Exercise:
Please pick out every line in the rows below that contains the string "post". Uppercase and lowercase count as different letters.

------

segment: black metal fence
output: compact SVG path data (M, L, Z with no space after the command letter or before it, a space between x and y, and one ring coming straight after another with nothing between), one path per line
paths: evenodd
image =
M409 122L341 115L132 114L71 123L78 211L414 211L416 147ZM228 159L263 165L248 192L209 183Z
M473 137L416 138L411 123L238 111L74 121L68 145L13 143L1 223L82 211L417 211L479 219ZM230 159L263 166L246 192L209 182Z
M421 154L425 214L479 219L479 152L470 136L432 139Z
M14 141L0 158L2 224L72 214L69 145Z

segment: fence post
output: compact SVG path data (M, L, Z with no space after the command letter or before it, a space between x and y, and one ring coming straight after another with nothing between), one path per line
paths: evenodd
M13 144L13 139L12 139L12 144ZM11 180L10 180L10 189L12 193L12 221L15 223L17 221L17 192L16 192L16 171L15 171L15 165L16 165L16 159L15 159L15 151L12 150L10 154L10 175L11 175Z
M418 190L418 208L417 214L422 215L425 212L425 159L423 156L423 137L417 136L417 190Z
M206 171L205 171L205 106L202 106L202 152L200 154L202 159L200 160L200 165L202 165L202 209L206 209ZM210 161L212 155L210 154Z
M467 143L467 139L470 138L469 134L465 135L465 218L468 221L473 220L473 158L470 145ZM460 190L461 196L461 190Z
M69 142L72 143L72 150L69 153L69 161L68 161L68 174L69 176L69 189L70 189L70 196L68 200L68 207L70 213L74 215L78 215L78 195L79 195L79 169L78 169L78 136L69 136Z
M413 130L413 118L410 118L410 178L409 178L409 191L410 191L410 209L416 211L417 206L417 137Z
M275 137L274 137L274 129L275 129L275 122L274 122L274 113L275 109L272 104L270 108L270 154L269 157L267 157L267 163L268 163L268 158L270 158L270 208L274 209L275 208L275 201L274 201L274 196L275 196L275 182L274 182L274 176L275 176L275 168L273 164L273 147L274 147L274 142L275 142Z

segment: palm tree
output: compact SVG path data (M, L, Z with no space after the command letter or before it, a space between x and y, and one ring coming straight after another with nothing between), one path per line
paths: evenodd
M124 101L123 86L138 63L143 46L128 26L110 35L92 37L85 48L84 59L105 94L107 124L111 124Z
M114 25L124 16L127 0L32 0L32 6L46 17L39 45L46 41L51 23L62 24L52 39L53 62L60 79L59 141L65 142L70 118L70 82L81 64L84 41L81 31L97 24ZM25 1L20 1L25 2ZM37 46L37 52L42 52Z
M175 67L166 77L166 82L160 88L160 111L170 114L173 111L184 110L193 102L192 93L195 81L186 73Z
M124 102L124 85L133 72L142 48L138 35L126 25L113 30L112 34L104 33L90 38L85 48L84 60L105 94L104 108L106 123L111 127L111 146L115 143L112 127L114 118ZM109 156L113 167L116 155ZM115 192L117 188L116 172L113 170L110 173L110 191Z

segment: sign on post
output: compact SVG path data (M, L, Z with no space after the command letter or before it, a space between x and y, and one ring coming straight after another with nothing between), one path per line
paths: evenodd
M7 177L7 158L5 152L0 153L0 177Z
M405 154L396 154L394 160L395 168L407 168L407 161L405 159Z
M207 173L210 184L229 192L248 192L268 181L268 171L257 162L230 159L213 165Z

------

Full output:
segment: fence post
segment: sign on post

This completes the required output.